Material to process →
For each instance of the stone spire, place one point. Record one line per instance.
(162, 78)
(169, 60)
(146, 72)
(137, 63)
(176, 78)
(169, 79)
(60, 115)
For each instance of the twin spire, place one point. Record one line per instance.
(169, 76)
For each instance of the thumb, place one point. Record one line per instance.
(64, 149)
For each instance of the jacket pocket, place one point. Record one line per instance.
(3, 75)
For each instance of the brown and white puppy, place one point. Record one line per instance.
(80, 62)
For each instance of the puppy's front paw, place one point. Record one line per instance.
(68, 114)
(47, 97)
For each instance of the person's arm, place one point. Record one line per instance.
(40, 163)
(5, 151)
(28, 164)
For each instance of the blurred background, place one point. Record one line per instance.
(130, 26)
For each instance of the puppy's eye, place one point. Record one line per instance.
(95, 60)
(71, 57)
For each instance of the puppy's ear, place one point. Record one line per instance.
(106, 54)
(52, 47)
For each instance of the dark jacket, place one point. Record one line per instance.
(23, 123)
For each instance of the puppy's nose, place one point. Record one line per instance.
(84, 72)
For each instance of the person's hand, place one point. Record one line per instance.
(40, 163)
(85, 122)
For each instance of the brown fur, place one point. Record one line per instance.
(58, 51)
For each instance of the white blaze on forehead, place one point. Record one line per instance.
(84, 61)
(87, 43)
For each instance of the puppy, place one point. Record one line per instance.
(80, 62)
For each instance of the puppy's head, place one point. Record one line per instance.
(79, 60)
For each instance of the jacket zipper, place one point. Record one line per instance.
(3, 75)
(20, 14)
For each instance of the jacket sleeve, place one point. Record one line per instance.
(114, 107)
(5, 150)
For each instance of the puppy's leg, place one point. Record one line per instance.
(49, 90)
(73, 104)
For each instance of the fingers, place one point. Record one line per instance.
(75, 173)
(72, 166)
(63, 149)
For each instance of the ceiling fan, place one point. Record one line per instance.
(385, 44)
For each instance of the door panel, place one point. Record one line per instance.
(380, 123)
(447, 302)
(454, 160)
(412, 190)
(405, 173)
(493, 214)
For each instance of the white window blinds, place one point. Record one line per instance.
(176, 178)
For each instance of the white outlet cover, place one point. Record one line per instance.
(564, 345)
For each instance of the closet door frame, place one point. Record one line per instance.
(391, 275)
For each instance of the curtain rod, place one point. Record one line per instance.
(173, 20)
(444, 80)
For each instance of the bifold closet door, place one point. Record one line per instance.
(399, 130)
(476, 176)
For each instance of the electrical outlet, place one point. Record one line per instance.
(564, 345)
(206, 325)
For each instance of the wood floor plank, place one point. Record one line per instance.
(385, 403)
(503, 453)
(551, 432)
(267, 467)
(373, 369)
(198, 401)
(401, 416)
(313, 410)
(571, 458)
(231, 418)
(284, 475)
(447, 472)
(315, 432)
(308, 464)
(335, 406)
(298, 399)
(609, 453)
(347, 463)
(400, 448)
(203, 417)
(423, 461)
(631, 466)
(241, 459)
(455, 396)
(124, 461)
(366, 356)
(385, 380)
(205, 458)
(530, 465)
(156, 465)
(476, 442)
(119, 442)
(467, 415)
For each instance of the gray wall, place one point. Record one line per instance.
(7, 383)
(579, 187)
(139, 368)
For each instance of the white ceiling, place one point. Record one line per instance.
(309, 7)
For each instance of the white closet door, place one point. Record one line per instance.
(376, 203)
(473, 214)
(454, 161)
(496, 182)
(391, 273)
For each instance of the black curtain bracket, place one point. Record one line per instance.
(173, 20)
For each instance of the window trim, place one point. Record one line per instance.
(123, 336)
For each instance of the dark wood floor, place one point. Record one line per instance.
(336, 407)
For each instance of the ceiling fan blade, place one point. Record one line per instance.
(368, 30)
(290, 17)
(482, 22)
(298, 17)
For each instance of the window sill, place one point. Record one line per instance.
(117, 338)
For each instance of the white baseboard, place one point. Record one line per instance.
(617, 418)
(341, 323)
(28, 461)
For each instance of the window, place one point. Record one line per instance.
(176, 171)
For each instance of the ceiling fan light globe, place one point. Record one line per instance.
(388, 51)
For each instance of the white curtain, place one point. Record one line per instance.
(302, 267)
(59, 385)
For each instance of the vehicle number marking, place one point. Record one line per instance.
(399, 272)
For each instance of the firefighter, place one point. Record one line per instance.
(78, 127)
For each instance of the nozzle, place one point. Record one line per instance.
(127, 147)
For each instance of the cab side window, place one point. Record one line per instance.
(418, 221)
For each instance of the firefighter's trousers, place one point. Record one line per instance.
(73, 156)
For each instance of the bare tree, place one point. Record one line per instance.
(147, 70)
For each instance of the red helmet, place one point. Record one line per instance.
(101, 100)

Problem description →
Rewrite every line of the data from the line with "For each instance of the nozzle, place" through the end of the data, and shift each point's coordinates by adding -96 to both numbers.

Full output →
For each instance of the nozzle, place one point. Record one line per instance.
(31, 51)
For each instance of the cab side window, place one point. Record one line per instance.
(322, 125)
For each instance of the firefighter's trousers, place one point. Record one line per instance.
(-23, 60)
For each instance of the bare tree, place one point. Record one line per instance.
(51, -26)
For each instance of the red helmet, place one point. Record one line per instance.
(5, 4)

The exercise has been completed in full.